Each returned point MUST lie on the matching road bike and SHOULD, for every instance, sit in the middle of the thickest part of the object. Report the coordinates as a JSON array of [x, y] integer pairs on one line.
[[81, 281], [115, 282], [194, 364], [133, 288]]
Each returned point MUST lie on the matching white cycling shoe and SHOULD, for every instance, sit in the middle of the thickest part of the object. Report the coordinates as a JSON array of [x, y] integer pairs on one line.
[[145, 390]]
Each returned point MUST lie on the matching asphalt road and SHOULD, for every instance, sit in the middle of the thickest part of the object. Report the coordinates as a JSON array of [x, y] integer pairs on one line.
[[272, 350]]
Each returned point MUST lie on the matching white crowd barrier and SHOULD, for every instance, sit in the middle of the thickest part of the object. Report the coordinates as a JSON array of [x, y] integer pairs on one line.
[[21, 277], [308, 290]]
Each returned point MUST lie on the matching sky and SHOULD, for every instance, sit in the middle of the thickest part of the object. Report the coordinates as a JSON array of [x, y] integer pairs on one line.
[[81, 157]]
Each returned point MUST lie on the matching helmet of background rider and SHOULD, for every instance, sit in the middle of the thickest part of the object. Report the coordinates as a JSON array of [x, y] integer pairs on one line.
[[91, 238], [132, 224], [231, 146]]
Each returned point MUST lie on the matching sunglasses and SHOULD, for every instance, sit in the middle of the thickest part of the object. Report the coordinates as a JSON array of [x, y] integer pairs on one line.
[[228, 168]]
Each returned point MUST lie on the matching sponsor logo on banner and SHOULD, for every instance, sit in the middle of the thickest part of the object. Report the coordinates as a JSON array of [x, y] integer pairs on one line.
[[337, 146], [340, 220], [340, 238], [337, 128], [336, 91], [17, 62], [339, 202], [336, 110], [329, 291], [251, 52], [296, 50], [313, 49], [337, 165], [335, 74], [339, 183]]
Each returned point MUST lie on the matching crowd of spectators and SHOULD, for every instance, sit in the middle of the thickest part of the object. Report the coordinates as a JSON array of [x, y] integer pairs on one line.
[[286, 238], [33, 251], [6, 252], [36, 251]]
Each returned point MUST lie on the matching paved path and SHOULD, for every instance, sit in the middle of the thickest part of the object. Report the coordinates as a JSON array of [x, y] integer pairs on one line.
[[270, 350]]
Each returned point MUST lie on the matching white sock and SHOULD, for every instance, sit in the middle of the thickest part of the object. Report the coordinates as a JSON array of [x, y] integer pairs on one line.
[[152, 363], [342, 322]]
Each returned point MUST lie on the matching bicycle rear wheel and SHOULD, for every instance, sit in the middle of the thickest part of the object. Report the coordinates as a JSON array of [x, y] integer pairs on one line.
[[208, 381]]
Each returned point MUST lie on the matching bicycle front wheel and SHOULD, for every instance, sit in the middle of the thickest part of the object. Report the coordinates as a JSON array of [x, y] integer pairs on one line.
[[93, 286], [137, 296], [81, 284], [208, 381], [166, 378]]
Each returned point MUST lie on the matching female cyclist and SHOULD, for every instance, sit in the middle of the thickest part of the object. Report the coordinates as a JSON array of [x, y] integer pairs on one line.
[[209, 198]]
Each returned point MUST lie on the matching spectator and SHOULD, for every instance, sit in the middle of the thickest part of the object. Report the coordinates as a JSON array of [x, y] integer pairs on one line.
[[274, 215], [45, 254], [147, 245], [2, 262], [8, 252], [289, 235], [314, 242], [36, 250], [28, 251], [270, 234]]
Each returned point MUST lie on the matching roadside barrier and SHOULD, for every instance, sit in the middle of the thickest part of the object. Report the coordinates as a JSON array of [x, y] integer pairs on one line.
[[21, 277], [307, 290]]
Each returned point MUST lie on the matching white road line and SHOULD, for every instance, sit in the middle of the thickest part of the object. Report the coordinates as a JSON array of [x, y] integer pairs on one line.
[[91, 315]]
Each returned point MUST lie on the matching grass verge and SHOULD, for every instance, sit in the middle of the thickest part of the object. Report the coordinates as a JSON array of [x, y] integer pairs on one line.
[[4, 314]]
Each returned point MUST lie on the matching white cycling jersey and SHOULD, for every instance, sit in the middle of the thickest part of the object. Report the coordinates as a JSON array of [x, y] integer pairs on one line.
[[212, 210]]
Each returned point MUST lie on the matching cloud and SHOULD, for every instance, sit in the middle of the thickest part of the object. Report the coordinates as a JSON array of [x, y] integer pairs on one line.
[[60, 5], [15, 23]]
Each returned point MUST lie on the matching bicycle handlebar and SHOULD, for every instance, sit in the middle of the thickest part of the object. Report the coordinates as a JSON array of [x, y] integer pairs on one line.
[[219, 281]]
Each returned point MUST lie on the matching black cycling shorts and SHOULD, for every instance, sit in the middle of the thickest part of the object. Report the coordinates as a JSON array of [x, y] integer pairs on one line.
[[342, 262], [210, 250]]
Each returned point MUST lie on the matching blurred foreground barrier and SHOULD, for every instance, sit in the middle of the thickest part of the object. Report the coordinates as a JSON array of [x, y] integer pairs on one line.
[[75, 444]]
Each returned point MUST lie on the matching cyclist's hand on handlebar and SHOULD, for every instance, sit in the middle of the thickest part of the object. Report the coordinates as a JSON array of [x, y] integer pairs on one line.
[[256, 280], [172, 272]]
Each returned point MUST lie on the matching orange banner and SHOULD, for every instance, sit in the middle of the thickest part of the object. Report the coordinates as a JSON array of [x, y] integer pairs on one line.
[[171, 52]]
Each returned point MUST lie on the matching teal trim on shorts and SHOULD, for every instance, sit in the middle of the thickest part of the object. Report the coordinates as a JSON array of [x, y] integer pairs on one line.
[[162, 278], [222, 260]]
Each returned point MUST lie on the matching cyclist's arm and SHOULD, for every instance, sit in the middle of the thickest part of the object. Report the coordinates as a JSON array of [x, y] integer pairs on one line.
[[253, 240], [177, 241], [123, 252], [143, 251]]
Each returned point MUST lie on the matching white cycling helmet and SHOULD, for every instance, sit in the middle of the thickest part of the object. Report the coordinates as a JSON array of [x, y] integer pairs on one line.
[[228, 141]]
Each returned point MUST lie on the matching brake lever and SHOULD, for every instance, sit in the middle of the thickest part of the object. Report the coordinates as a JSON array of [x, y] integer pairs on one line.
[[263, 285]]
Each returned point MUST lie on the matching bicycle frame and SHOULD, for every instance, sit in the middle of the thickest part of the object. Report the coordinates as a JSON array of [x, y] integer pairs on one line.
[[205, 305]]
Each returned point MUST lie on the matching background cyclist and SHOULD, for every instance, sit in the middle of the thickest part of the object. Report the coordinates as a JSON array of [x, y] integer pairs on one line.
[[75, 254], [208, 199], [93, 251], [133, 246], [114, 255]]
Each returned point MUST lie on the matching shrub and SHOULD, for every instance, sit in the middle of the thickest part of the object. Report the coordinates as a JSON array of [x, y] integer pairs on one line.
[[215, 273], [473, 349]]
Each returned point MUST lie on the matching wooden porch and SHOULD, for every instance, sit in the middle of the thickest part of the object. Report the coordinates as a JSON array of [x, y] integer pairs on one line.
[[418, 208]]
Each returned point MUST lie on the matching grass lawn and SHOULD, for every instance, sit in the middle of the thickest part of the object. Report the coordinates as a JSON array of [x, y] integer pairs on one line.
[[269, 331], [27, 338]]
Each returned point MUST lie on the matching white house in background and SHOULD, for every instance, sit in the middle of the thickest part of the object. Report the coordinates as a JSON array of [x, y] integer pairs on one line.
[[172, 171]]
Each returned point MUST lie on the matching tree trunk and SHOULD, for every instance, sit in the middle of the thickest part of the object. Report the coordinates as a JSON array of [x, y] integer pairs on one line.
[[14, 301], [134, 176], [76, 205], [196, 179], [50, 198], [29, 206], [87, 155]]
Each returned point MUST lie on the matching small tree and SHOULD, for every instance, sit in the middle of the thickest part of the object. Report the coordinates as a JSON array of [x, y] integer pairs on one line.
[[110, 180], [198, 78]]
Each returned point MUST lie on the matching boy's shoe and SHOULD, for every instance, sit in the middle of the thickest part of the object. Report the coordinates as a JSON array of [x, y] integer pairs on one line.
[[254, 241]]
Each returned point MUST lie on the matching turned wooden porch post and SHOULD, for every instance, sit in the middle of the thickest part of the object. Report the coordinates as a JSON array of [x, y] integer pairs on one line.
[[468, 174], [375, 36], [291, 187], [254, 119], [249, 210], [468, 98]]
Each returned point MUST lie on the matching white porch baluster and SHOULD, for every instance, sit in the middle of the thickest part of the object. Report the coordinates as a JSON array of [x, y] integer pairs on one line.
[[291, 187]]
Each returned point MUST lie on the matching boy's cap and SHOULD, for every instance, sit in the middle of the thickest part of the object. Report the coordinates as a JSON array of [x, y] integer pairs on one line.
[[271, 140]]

+++

=== PROBLEM STATEMENT ===
Substitute "widest" for "thickest" in the rows above, starting with the line that contains "Each returned point MUST lie on the matching small" and continuing through the last row. Give those lines back with every other part unchanged.

=== RESULT OF THIS TASK ===
Each returned point MUST lie on the matching small tree and SHOULD, for every instance, sit in the middle of the widest part of the object. Report the coordinates as a JSON array of [x, y] integer pairs on one line.
[[110, 180], [198, 78]]
Each returned point MUST lie on the matching boy's shoe and SHOULD, for every instance, sit in the middle of the widest part of the object. Report the coordinates as a JSON array of [x, y] integer pairs on one line.
[[254, 241]]
Each returned point MUST lie on the matching turned wooden porch post and SHOULD, for every instance, sit in the middle of the widest part of the object. Report the coordinates as a JSON array of [x, y] integer pairs on one line.
[[468, 174], [375, 36], [291, 187], [254, 119], [249, 210], [468, 98]]
Each returned point MUST lie on the matching white porch baluster and SHOULD, for every instance, sit in the middle of the widest part of the object. Report the coordinates as a JSON array of [x, y] integer pairs on one line.
[[291, 187]]
Each returned point MUST lie on the matching boy's cap and SHOULD, for every instance, sit in the middle of the widest part of the object. Report the coordinates as a JSON array of [x, y] integer pairs on one line.
[[271, 140]]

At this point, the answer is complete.